# [EXERCISE DESCRIPTION]
Reproduce the records below, replacing "hind leg" with "rear leg" at every occurrence and leaving everything else unchanged.

# [RECORDS SUPPLIED]
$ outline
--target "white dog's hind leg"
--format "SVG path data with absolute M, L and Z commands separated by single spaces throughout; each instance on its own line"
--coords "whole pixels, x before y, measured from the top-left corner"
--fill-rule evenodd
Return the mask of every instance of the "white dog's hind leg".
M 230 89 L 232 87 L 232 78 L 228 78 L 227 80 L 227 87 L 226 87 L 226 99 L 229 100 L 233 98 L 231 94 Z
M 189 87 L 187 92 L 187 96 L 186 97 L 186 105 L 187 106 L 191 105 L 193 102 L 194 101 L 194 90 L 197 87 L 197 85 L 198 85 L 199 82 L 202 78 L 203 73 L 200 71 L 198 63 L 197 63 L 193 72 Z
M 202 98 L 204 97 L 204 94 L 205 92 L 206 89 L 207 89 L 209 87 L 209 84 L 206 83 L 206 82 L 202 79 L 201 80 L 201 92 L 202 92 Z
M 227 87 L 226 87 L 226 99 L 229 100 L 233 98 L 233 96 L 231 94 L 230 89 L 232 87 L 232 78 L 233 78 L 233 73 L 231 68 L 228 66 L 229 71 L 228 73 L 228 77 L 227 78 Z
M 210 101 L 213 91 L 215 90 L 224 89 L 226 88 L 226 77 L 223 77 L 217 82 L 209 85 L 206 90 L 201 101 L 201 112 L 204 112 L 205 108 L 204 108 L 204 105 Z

# [THE RESULT]
$ outline
--target "white dog's rear leg"
--format "SVG path data with absolute M, L and Z commands separated by single spaces throughout; each instance on its own line"
--coords "whole pixels, x before y, measured from the top-left corner"
--fill-rule evenodd
Return the mask of every instance of the "white dog's rear leg".
M 230 89 L 232 87 L 232 78 L 228 78 L 227 80 L 227 87 L 226 87 L 226 99 L 229 100 L 233 98 L 231 94 Z
M 189 87 L 187 92 L 187 96 L 186 97 L 186 105 L 187 106 L 191 105 L 193 102 L 194 101 L 194 90 L 197 87 L 197 85 L 198 85 L 199 82 L 202 78 L 203 73 L 200 71 L 198 63 L 197 63 L 193 72 Z
M 202 98 L 204 97 L 204 94 L 205 92 L 206 89 L 207 89 L 209 87 L 209 84 L 206 83 L 206 82 L 202 79 L 201 80 L 201 92 L 202 92 Z
M 227 87 L 226 87 L 226 99 L 229 100 L 233 98 L 233 96 L 231 94 L 230 89 L 232 87 L 232 78 L 233 78 L 233 73 L 231 68 L 228 66 L 229 71 L 228 73 L 228 77 L 227 78 Z
M 210 101 L 213 91 L 215 90 L 224 89 L 226 88 L 226 77 L 223 77 L 217 82 L 209 85 L 206 90 L 201 101 L 201 112 L 204 112 L 205 108 L 204 108 L 204 105 Z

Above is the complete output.